• The tasks
1 - In the ANDDOVUS satire, how much money did the foreign ministers agree to appropriate for regime change in the United States?
2 - Continue the ANDDOVUS satire with a few more paragraphs that pick up right after its last sentence.

• Provided passage
= = =
On the Lighter Side
ANDDOVUS Nations Authorize "Regime Change" for USA
Pro-Democracy Coup to be Staged No Later than Next Spring
by Dennis hans - Buenos Aires
The Association of Nations Destroyed, Destabilized or Otherwise Violated by
Uncle Sam, (ANDDOVUS), has authorized the ouster of the current U.S.
administration by no later than March 2003.
Foreign ministers of the 123 nations that make up ANDDOVUS met earlier this
week in Buenos Aires, Argentina, where they agreed to appropriate $42.8
billion for what they termed "regime change in the United States."
"We'll do just what the CIA has done to so many ANDDOVUS nations," said an
aide to the Angolan foreign minister. "We'll use bribes to recruit or
subvert the media, labor unions, business groups, political parties or
factions within parties, and disaffected officers in the military and
police."
The basic idea, as mapped out in planning documents marked TOP SECRET, is to
gradually turn up the heat on the Bush administration from all sectors and
strata of U.S. society until the president has no choice but to step down.
At that point, ANDDOVUS will install its own people, dissolve the Congress
and set a 2005 date for new and publicly financed elections.
Of course, not every covert operation succeeds, so ANDDOVUS has a forceful
backup plan in place: a military invasion from the south, preceded by an
uprising in what Vicente Fox calls "the occupied territories of Mexico's
North Bank" (what the U.S. calls Texas, Arizona, New Mexico and southern
California). The uprising's objective is to gain control of the air and land
corridors vital to the invasion.
The political and/or military operations will be coordinated by an ANDDOVUS
committee known as DUO, or "Do Unto Others." Should DUO succeed, don't look
for it to install Al Gore or any other big-name Democrat. "If you watched
the foreign-policy debate in 2000," a Guatemalan official observed, "you
know that Gore agreed with everything Bush said and vice versa. Now we might
find a place in our coup for a Russ Feingold or Dennis Kucinich, but as for
the leadership of the Democrats, forget it."
= = =
• Stored rows
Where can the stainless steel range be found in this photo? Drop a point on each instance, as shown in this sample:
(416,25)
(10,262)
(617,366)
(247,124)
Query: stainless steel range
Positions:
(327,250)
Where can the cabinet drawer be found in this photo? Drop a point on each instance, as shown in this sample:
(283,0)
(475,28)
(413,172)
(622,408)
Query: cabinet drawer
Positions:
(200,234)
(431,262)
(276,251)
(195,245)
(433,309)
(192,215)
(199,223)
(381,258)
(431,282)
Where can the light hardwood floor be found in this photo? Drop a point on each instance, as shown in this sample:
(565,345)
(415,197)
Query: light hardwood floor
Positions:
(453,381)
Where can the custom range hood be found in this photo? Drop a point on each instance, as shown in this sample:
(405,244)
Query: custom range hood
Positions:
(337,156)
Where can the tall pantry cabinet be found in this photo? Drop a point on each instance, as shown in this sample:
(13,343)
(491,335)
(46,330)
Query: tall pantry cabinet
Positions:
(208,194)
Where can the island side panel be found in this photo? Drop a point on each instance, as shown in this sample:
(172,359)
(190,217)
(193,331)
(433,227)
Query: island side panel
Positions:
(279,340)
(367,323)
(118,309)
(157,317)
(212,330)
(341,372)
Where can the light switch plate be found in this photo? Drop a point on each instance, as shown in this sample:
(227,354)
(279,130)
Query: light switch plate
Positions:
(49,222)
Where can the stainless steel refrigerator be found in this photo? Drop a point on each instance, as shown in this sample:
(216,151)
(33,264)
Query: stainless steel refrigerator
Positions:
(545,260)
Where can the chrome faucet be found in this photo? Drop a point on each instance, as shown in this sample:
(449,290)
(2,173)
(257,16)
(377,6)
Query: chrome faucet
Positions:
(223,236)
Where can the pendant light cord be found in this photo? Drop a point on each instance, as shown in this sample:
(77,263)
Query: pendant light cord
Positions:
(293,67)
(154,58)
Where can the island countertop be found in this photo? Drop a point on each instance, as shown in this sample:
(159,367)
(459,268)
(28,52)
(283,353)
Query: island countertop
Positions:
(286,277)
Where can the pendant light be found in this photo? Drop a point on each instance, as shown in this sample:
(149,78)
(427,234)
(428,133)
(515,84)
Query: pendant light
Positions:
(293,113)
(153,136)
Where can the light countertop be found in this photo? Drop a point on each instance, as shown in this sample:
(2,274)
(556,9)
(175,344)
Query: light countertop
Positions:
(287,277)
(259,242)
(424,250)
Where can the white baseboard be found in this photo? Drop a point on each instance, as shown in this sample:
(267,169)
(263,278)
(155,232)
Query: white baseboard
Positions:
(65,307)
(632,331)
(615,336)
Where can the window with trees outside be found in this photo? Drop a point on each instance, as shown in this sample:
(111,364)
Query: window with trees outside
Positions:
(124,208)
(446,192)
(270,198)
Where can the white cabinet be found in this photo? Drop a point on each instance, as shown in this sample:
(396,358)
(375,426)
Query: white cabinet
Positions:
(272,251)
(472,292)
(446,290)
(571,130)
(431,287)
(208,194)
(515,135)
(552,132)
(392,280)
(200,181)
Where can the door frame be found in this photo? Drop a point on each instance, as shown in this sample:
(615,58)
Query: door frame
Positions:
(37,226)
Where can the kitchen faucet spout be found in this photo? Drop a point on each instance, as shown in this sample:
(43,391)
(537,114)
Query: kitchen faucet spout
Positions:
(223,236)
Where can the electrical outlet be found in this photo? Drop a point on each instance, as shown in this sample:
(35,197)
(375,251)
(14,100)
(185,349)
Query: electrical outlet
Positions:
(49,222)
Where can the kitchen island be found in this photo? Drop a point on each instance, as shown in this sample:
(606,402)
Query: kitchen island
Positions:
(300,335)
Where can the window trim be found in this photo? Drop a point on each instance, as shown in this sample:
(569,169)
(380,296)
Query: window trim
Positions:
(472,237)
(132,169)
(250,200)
= = =
• Written answers
1 - $42.8 billion

2 -
The idea of deposing the U.S. government has been broached periodically at
ANDDOVUS gatherings. "I believe I was the first, back in 1972," said Diego
Gonzales, who, at the time, was Chile's foreign minister. "The U.S. was in
the process of doing to my country what it had done in other Latin nations
destroying democracy so I urged ANDDOVUS to fight fire with fire by
replacing Nixon and Kissinger with gringos who believe in the rule of law.
Unfortunately, Nixon got wind of the initiative and bought off 35 foreign
ministers prior to the vote."
Back in 1972, ANDDOVUS had 54 member nations, but it achieved phenomenal
growth during the 1980s. "We wanted economic growth, but Reagan gave us
cadaver growth," recalled Paulo Santos of Angola. "The man never met a
terrorist he wouldn't hail as a 'freedom fighter.'"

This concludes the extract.